Web sites that apply this model provide detailed, rational information about the firm and its offerings. It may also serve as a signal to current and prospective customers and competitors that the firm is on the cutting edge. The model reaches motivated customers with an information/image-rich communications message. However, because the entry barriers are so low, smaller firms can set up this kind of site as well or in some cases even better than larger firms.

• Cost saving model

Saving from commercial activity on the Web includes cost-effective savings and productivity savings. By directly meeting information needs, a Web site can be highly cost-effective. Many companies now use their Web site to support the ownership phase of the customer service life cycle. Productivity savings arise from reduction in order and processing costs and more efficient inventory management. Cost savings result through reduced brochure printing and distribution costs and reductions in order-taking as customers use fill-out forms to prepare their own orders. As control is effectively transferred to the customer, customer satisfaction might actually be increased.

• Promotion model

The promotion model represents a unique form of advertising that attracts a potential customer to a site. The objective is to attract the user to the commercial site behind it. In many cases, Web sites provide free gifts to get users’ attention. The gifts typically include digitised material such as software, photographs, music and consumer reports.

• Info-mediary model

An info-mediary may offer users free Internet access or free hardware in exchange for detailed information about their surfing and purchasing habits. This is more likely to succeed than the pure promotion model. Data about consumers and their buying habits are extremely valuable. Especially when that information is carefully analysed and used to target marketing campaigns. Some firms are able to function as info-mediaries by collecting and selling information to other businesses. The model can also work in the other direction: providing consumers with useful information about the Web sites in a market segment that compete for their dollar.

The following eight models that are based on the on-line/transactional design strategy include Brokerage model; Retail model; Mall model; Advertising model; Subscription model; Community model; Manufacturer model; and Customisation model

• Brokerage model

Brokers are match-makers. They bring buyers and sellers together and facilitate transactions. Those can be business-to-business (B2B), business-to-consumer (B2C), or consumer-to-consumer (C2C) markets. A broker makes its money by charging a fee for each transaction it enables.

• Retail model

E-tailers are an Internet version of classic wholesalers and retailers of goods and services. Sales may be made based on list prices or through auction. In some cases, the goods and services may be unique to the Web and not have a traditional “brick-and-mortar” storefront.

• Mall model

An e-mall hosts many on-line merchants. The mall typically charges setup, monthly listing, and/or per transaction fees. The virtual mall model may be most effectively realised when combined with a generalised portal. Also, more sophisticated malls will provide automated transaction services and relationship marketing opportunities.

• Advertising model

The Web-advertising model is an extension of the traditional media-broadcasting model. The broadcaster, in this case, a Web site, provides content (usually, but not necessarily, for free) and services (like email, chat, or forums) mixed with advertising messages in the form of banner ads. The banner ads may be the major or sole source of revenue for the broadcaster. The broadcaster may be a content creator or a distributor of content created elsewhere. The advertising model only works when the volume of viewer traffic is large or highly specialised.

• Subscription model

Users pay for access to the site. High value-added content is essential. Generic news content, viable on the newsstand, has proven less successful as a subscription model on the Web. A 1999 survey by Jupiter Communications found that 46 per cent of Internet users would not pay to view content on the Web. Some businesses have combined free content (to drive volume and ad revenue) with premium content or services for subscribers only.

§ **Recorded information**:

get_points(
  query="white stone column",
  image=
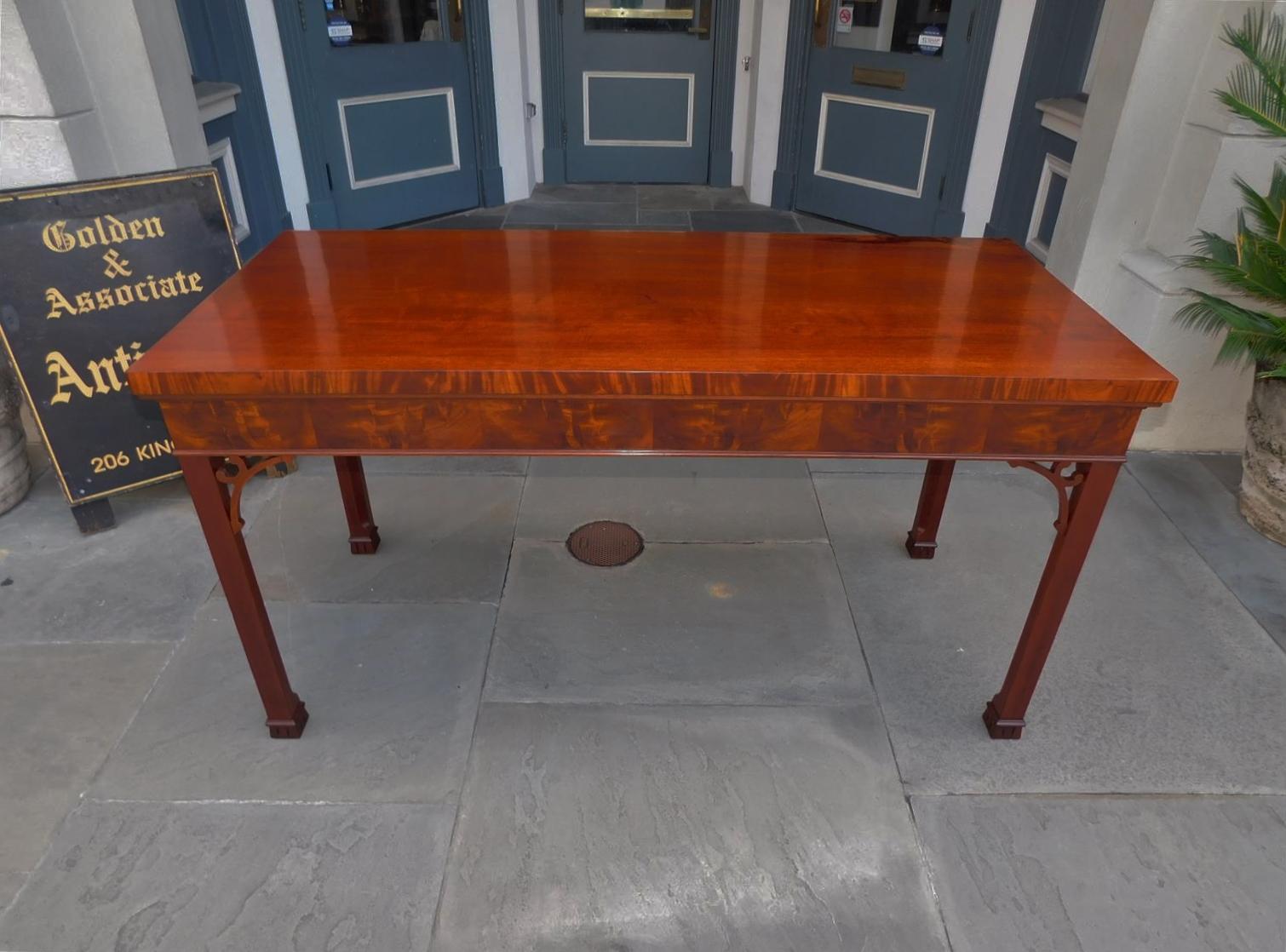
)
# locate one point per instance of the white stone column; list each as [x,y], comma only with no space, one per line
[1154,165]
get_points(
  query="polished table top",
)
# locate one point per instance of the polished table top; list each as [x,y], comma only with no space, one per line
[632,313]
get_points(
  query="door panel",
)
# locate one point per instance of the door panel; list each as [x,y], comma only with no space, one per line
[398,121]
[884,89]
[638,85]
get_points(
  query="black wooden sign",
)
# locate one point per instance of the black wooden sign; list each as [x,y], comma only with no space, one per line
[94,274]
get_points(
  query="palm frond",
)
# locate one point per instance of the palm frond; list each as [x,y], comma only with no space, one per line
[1267,211]
[1253,262]
[1253,267]
[1257,88]
[1250,336]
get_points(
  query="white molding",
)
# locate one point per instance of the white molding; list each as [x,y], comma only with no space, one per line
[354,183]
[872,183]
[222,150]
[215,100]
[647,143]
[1052,166]
[1063,116]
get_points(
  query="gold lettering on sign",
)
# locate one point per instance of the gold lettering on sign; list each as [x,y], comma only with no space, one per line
[151,289]
[103,377]
[105,229]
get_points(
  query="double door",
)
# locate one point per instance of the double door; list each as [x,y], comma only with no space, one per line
[638,88]
[882,102]
[391,83]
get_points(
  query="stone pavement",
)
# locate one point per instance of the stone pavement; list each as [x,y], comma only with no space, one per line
[638,209]
[763,733]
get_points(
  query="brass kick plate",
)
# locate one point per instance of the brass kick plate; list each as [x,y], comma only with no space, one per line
[885,78]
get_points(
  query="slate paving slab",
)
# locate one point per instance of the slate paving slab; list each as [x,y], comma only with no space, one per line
[1191,493]
[619,828]
[228,878]
[138,582]
[750,219]
[62,709]
[673,499]
[1159,680]
[1102,874]
[572,213]
[391,691]
[444,538]
[701,624]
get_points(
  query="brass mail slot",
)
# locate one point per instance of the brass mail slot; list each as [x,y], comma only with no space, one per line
[635,13]
[885,78]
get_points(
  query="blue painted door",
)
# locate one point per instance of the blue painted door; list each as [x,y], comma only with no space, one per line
[393,89]
[882,100]
[638,86]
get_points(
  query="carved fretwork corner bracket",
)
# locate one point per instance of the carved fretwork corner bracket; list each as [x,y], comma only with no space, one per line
[1061,480]
[236,473]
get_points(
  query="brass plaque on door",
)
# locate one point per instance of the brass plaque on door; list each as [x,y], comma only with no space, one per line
[885,78]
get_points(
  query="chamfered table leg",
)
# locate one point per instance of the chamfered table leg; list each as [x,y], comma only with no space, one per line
[220,523]
[1005,712]
[363,534]
[922,538]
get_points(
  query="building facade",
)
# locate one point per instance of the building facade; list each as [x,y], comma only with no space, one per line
[1082,129]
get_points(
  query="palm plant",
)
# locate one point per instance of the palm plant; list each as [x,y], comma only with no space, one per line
[1253,264]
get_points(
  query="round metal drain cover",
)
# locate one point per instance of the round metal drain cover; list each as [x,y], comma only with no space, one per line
[605,543]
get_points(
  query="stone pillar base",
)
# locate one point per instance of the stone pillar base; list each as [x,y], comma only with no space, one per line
[1263,481]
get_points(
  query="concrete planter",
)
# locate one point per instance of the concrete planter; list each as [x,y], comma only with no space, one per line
[14,468]
[1263,481]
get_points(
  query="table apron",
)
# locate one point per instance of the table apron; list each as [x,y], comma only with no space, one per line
[656,425]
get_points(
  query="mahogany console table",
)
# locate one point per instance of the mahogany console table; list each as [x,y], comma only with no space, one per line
[347,344]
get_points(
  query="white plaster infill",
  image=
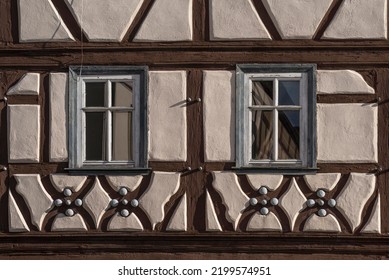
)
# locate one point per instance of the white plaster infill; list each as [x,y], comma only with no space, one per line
[24,133]
[235,20]
[162,187]
[167,116]
[58,117]
[347,133]
[267,222]
[38,201]
[270,181]
[342,82]
[96,202]
[104,20]
[65,223]
[211,220]
[27,85]
[120,223]
[235,200]
[324,181]
[62,181]
[373,225]
[357,191]
[39,21]
[178,222]
[219,115]
[293,202]
[168,20]
[297,19]
[322,224]
[129,182]
[359,19]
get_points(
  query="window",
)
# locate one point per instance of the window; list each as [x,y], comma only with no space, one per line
[276,117]
[108,119]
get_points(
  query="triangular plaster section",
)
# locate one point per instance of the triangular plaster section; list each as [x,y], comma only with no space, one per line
[129,182]
[322,224]
[104,20]
[211,222]
[120,223]
[62,181]
[342,82]
[297,19]
[65,223]
[178,222]
[162,187]
[235,20]
[373,225]
[272,182]
[40,22]
[27,85]
[168,20]
[325,181]
[235,200]
[359,19]
[38,200]
[292,202]
[267,222]
[16,221]
[96,202]
[354,196]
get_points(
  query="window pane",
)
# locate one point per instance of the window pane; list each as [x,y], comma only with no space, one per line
[262,134]
[262,93]
[122,94]
[95,136]
[122,136]
[289,135]
[289,93]
[95,94]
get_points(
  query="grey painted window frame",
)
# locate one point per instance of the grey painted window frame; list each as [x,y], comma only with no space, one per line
[77,74]
[307,165]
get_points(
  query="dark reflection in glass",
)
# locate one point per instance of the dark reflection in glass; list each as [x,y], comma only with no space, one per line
[95,136]
[289,93]
[122,94]
[95,93]
[262,134]
[262,93]
[122,136]
[289,135]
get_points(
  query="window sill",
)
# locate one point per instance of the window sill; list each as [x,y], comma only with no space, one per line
[276,170]
[108,171]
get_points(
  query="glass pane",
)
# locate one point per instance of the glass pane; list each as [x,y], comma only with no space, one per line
[262,93]
[262,135]
[289,93]
[122,94]
[95,136]
[122,136]
[95,94]
[289,135]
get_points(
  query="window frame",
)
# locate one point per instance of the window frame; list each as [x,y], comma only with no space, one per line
[245,75]
[77,77]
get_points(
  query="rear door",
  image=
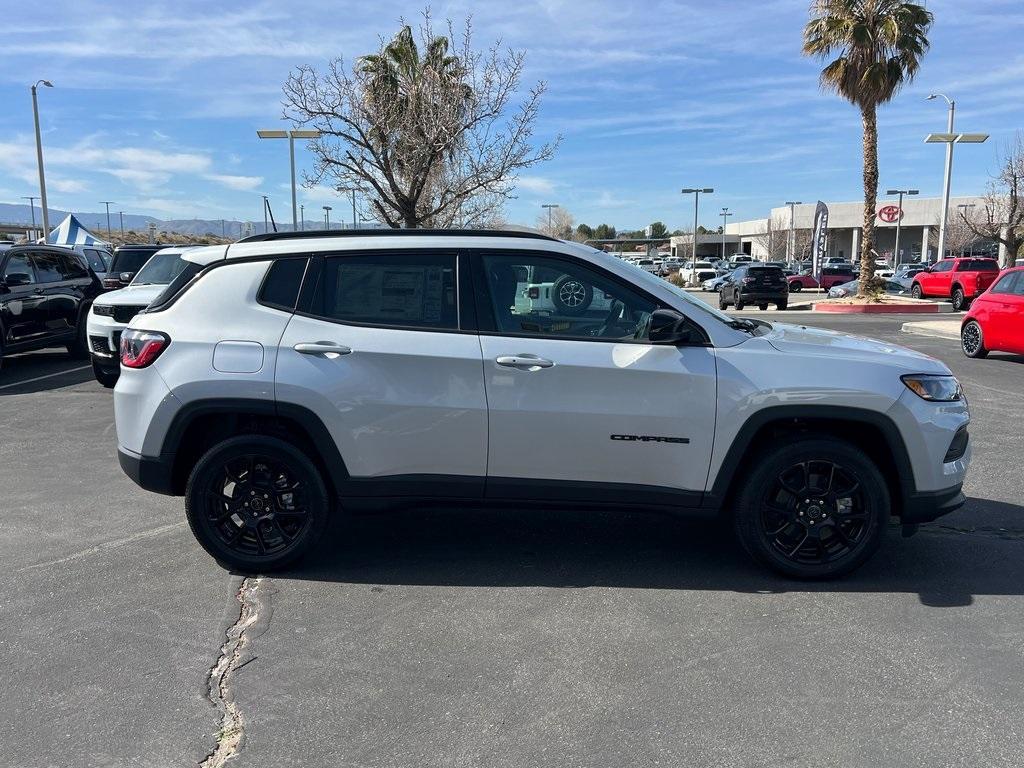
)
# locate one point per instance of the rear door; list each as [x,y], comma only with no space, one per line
[581,406]
[23,310]
[381,350]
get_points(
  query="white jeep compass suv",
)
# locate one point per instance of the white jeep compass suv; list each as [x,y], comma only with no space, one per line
[286,378]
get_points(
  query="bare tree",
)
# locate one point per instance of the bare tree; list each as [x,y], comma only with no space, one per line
[431,138]
[776,236]
[562,223]
[1003,219]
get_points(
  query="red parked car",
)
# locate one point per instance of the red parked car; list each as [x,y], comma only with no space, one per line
[995,323]
[830,275]
[957,280]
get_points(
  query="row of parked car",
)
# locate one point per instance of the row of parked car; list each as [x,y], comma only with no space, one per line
[79,297]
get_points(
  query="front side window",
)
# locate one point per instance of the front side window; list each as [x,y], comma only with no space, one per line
[403,290]
[535,295]
[19,266]
[48,267]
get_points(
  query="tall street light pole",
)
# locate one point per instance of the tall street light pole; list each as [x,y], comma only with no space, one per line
[964,208]
[291,136]
[108,203]
[39,157]
[725,215]
[791,241]
[899,221]
[32,207]
[696,192]
[550,207]
[949,138]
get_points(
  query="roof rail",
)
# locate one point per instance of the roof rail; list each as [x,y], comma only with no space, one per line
[307,233]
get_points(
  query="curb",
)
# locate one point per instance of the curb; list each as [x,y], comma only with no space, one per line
[921,329]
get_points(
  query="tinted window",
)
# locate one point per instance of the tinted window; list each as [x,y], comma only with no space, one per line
[48,267]
[1007,284]
[978,265]
[409,290]
[578,302]
[73,266]
[160,269]
[283,281]
[19,263]
[131,259]
[98,261]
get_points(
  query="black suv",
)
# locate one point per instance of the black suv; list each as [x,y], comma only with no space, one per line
[128,259]
[755,285]
[45,294]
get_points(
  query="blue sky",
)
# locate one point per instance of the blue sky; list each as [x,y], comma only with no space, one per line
[157,103]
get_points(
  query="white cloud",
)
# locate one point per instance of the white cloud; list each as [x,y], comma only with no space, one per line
[241,183]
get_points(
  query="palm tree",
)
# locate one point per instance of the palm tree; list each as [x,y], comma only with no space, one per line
[876,46]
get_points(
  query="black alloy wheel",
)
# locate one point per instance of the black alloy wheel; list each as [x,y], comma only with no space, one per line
[256,503]
[815,509]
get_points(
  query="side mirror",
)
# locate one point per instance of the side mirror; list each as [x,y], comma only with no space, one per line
[669,327]
[17,279]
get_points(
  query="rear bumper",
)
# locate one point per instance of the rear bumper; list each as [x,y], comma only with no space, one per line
[929,506]
[146,472]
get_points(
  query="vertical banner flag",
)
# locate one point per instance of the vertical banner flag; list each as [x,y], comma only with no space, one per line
[819,243]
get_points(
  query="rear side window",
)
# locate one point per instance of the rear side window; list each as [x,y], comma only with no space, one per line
[978,265]
[48,267]
[404,290]
[281,287]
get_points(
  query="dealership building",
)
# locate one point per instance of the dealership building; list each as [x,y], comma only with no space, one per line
[919,222]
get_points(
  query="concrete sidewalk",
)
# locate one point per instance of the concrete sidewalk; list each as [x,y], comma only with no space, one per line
[944,329]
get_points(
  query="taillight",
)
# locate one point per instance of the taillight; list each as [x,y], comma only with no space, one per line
[139,348]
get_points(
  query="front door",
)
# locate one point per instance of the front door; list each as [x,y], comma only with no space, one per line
[23,307]
[580,404]
[379,353]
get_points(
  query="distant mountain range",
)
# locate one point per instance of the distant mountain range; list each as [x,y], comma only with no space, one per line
[96,222]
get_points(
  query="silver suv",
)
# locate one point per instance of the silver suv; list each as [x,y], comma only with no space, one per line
[290,378]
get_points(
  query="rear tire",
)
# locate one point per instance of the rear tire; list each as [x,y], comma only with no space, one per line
[256,503]
[973,340]
[816,508]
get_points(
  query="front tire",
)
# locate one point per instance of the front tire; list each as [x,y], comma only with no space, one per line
[812,509]
[256,504]
[973,340]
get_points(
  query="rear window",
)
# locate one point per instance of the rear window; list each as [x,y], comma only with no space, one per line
[978,265]
[130,259]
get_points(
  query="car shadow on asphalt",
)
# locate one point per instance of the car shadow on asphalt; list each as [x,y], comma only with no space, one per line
[945,565]
[41,372]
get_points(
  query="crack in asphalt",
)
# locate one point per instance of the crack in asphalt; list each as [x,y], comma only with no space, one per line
[231,732]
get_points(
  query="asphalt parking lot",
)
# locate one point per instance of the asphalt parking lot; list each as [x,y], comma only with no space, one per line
[461,638]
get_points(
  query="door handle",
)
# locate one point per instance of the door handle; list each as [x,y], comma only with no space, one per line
[322,347]
[523,361]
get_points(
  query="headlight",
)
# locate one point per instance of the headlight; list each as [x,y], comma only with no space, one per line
[936,388]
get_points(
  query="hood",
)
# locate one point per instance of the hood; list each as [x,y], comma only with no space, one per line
[132,295]
[815,341]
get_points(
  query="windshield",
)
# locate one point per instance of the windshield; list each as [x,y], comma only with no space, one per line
[160,269]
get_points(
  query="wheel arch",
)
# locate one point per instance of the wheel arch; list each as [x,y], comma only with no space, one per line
[872,432]
[201,424]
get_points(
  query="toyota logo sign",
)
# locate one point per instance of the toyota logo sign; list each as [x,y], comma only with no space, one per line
[890,214]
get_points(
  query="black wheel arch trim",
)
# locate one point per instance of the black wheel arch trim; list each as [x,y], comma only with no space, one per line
[730,467]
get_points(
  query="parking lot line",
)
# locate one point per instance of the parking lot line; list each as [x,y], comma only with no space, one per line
[47,376]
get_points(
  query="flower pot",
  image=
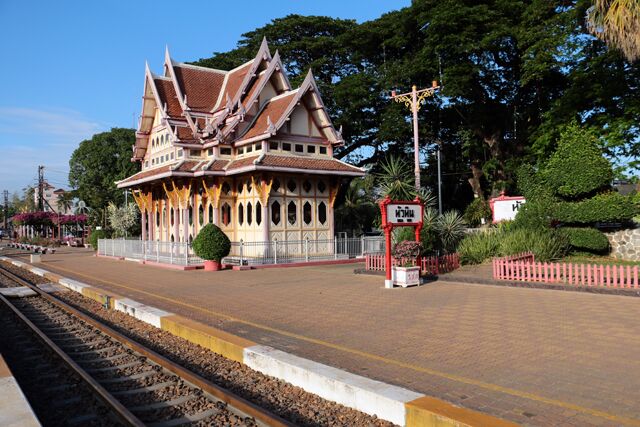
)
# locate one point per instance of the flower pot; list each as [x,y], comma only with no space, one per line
[210,265]
[406,276]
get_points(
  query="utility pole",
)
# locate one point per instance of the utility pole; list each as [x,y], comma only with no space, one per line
[40,188]
[5,206]
[413,100]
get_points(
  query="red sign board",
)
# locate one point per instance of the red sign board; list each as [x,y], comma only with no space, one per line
[399,213]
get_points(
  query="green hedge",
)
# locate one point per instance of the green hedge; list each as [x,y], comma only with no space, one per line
[586,239]
[577,167]
[545,244]
[606,207]
[95,235]
[211,243]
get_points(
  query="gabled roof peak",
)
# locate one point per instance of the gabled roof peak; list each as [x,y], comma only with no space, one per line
[198,67]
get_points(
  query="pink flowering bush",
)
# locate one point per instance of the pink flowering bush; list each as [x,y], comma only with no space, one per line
[407,251]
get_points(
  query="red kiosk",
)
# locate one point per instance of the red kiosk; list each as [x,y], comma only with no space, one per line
[399,213]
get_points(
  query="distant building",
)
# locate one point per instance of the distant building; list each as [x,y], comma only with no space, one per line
[51,199]
[241,149]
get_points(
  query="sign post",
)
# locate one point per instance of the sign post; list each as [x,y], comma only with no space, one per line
[398,213]
[505,208]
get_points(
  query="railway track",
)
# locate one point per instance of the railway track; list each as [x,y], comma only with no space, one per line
[106,378]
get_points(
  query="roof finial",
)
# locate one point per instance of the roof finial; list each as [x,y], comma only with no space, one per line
[270,127]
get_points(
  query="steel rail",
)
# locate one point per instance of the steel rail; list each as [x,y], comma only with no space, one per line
[118,408]
[240,404]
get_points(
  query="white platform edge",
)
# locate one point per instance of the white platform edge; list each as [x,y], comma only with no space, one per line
[15,410]
[369,396]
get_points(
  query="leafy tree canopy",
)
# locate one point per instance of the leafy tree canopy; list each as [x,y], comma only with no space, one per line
[98,163]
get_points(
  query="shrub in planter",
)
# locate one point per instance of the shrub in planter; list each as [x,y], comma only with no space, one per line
[478,247]
[407,251]
[586,239]
[211,244]
[476,211]
[95,235]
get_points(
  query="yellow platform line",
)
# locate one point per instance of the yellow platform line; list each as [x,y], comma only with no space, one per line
[453,377]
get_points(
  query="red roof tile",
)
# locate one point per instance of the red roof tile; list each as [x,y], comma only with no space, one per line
[202,87]
[167,94]
[234,81]
[274,109]
[296,162]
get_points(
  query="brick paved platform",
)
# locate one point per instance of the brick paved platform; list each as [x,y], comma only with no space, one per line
[537,357]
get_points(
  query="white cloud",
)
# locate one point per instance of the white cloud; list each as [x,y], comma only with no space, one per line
[30,137]
[59,123]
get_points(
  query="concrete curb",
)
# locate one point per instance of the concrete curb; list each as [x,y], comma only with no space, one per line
[396,404]
[14,407]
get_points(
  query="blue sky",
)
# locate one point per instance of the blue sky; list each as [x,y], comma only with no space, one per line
[74,68]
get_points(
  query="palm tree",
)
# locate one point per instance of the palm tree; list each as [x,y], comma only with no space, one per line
[396,179]
[65,201]
[617,23]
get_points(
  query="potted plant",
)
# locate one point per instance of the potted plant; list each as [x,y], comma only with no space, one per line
[211,244]
[407,274]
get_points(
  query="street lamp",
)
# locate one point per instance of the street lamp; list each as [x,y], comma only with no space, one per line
[413,100]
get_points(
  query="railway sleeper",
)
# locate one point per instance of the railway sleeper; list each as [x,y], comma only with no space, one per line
[147,389]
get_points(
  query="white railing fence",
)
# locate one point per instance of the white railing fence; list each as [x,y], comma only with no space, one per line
[246,253]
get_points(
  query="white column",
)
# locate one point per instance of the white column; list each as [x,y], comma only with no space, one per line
[143,221]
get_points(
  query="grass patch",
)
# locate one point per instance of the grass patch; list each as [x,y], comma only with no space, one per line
[596,259]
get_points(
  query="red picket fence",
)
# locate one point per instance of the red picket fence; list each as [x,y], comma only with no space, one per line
[430,265]
[526,269]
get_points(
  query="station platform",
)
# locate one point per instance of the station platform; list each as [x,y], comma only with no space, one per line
[531,356]
[15,410]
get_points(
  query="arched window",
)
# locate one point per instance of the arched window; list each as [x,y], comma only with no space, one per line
[306,213]
[292,212]
[322,213]
[226,214]
[275,212]
[291,185]
[258,213]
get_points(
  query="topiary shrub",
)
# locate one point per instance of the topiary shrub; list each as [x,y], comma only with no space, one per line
[94,236]
[586,239]
[545,244]
[606,207]
[535,214]
[577,167]
[479,247]
[476,211]
[211,244]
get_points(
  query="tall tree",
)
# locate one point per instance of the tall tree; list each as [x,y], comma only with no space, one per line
[98,163]
[617,22]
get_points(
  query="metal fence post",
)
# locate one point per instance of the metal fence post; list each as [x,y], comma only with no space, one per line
[275,252]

§ **Given instruction**: How would you say this sentence from the article on Web business models in Spanish: "A broker makes its money by charging a fee for each transaction it enables."

§ **Complete output**: Un intermediario gana su dinero cobrando una comisión por cada transacción que hace posible.